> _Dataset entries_
★ ★ ★
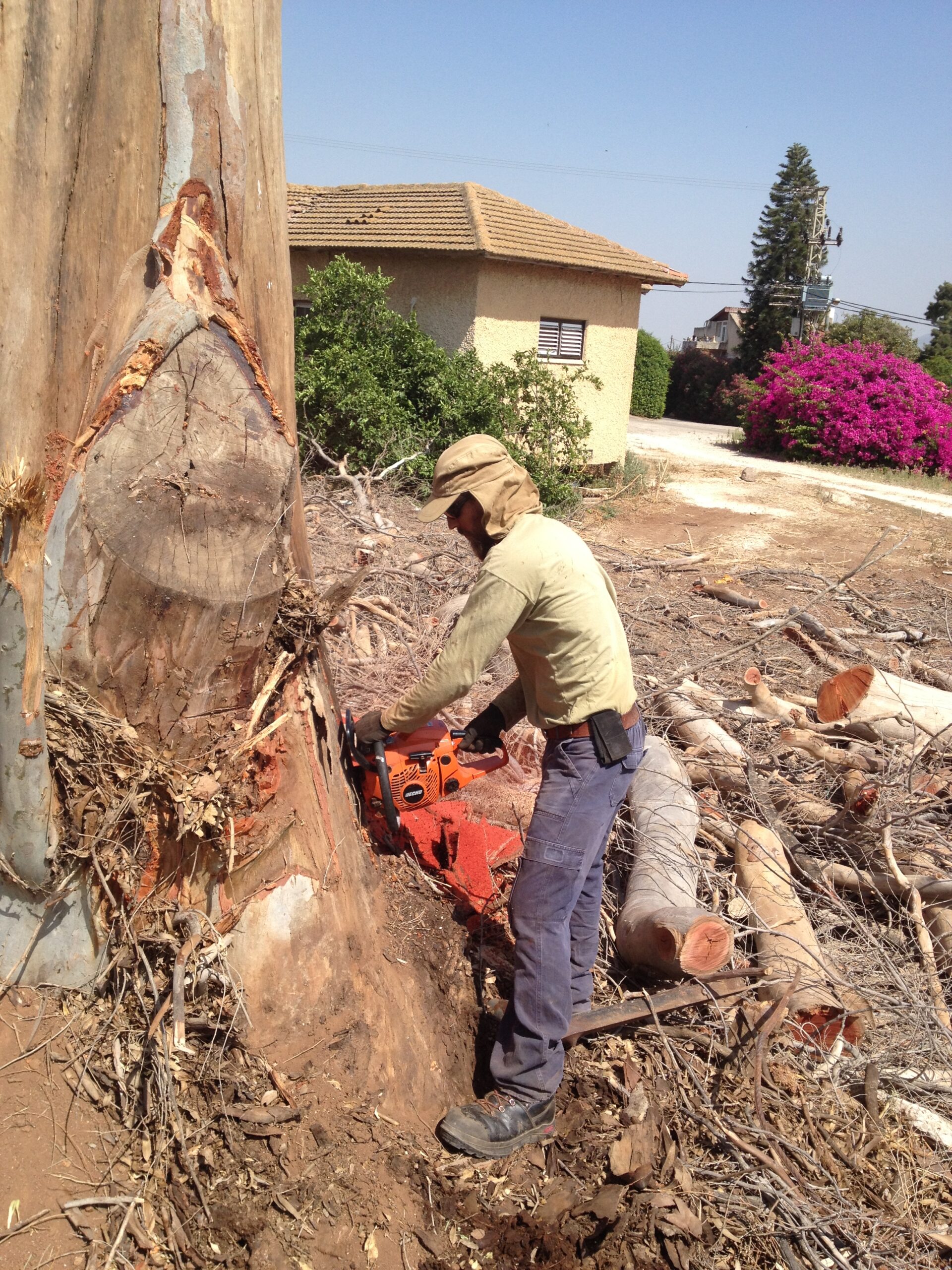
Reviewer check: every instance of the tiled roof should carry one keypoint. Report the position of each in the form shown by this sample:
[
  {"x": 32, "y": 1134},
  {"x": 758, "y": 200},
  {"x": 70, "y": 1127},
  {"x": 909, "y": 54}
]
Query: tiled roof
[{"x": 456, "y": 218}]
★ ★ ★
> _Task requirements_
All records above need to be returned exactly. Omit the pictures.

> _Expected answer_
Reviewer check: every instance of the tiled roof should carry one keypoint. Report the position of each in the form shown by this sample:
[
  {"x": 32, "y": 1134},
  {"x": 758, "y": 200},
  {"x": 70, "y": 1127},
  {"x": 909, "y": 54}
]
Query: tiled roof
[{"x": 456, "y": 218}]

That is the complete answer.